__YOUR OBJECTIVE__
All entries below must be written out verbatim, and the images must be dropped.

= = = = = = =

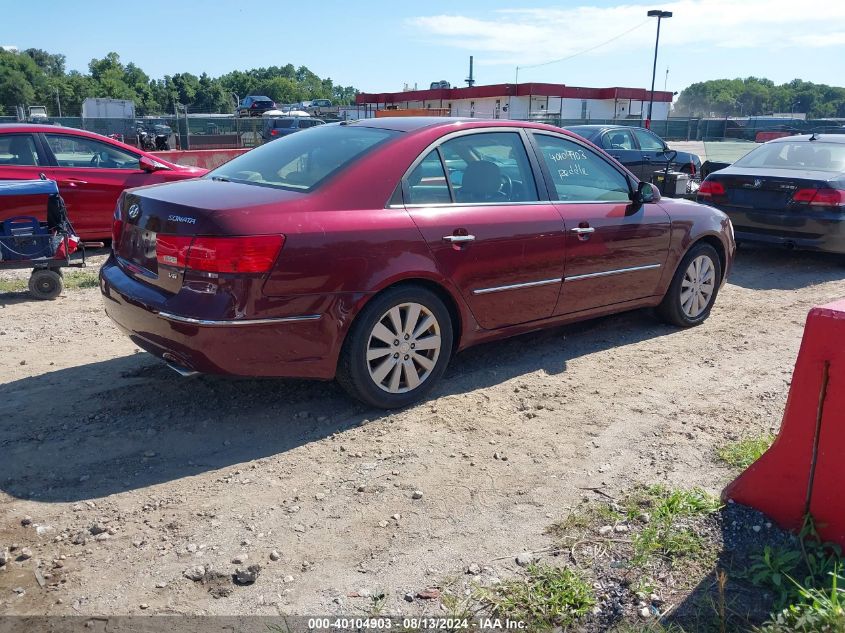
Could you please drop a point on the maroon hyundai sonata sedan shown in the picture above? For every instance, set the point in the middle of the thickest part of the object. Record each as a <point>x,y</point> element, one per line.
<point>372,251</point>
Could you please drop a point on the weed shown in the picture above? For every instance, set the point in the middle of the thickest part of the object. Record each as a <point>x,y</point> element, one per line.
<point>547,597</point>
<point>743,453</point>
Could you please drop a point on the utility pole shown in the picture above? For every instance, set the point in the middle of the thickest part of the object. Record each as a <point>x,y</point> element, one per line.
<point>659,14</point>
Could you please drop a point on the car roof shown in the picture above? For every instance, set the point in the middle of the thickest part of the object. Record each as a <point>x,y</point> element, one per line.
<point>413,123</point>
<point>827,138</point>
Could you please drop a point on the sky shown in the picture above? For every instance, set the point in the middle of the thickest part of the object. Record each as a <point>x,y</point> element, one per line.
<point>382,45</point>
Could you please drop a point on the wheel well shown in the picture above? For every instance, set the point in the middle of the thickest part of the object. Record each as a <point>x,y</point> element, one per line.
<point>443,294</point>
<point>716,243</point>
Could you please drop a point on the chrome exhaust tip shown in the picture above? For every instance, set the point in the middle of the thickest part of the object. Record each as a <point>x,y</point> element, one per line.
<point>182,370</point>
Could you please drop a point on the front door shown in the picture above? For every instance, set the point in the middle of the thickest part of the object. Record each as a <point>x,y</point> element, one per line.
<point>487,227</point>
<point>91,175</point>
<point>615,249</point>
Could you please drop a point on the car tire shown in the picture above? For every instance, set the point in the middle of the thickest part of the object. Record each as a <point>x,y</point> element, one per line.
<point>45,284</point>
<point>383,356</point>
<point>694,287</point>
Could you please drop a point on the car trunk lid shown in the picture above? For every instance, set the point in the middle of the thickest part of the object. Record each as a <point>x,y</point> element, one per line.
<point>157,226</point>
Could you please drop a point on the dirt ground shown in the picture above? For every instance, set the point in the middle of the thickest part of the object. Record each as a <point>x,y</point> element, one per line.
<point>173,473</point>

= = = = = = =

__TASK RESULT__
Could you please drop a point on the maroon hyundai sonata sedan shown in the picture above? For every instance, set the point in the middle of the thickest part of the object. Record each as a <point>x,y</point> element, one per line.
<point>372,251</point>
Could you please drop a point on the weed shown in the picture above? For every instance, set the point in the middle of the thickest part of the object. Record each as a <point>x,y</point> element, one per line.
<point>547,597</point>
<point>743,453</point>
Could you please drop a point on the utility pole shown in the picture above? For every instance, set the point in the middle of the thickest part of the object. Record each as a <point>x,y</point> element, one per line.
<point>659,14</point>
Could you please drop a point on the car roof shown in the picture above? For every instance, set the point in the middle of the thickest part of the object. Record each as a <point>x,y</point> element, one per line.
<point>413,123</point>
<point>827,138</point>
Could you please drop a point on the sky shown in the picture above? For every instance, set the point in the middle of the thickest part of the object. Record each as a <point>x,y</point> element, one per line.
<point>382,45</point>
Could you please drop a point on the wheel well shown in the picture above? For every instance, set the point in the middle of the thickest part of the object. Record each as a <point>x,y</point> element, one per line.
<point>443,294</point>
<point>716,243</point>
Could you please drop a point on the chrome exhaust tip shown in the picture above? For every instance, set the point in the middle of the thickest part of the object. Record each as a <point>x,y</point> element, one per line.
<point>182,370</point>
Could you please drop a point on the front door shown in the picture above? For every instance, set the point in the middle of the thickest part of the object. Record each as a <point>x,y</point> element, one per line.
<point>487,227</point>
<point>91,175</point>
<point>615,249</point>
Could you please drop a point on the car tire shown in the picture above? For every instance, set the point in the middle of the thickest part of the object. Record each as a <point>x,y</point> element, one per line.
<point>45,284</point>
<point>383,356</point>
<point>694,287</point>
Could you please drop a point on the car trunk lid shown in the picture above? For every instance, set the point in the middle of the thickest part of the object. Record each as a <point>x,y</point> element, one per line.
<point>157,226</point>
Could you please drop a point on the dirt ground shown in the picture above? For every instance, set the point in the middle of the thickest part of the object. Record each as a <point>x,y</point> element, one per line.
<point>173,473</point>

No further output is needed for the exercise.